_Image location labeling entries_
===============
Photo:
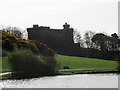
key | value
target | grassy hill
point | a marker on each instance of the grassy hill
(72, 62)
===============
_Short problem_
Pick out every line of the material above that contains the string "grassy", matching case exactly, and copy each one.

_Written response_
target | grassy hill
point | a marker on each instance of the grassy hill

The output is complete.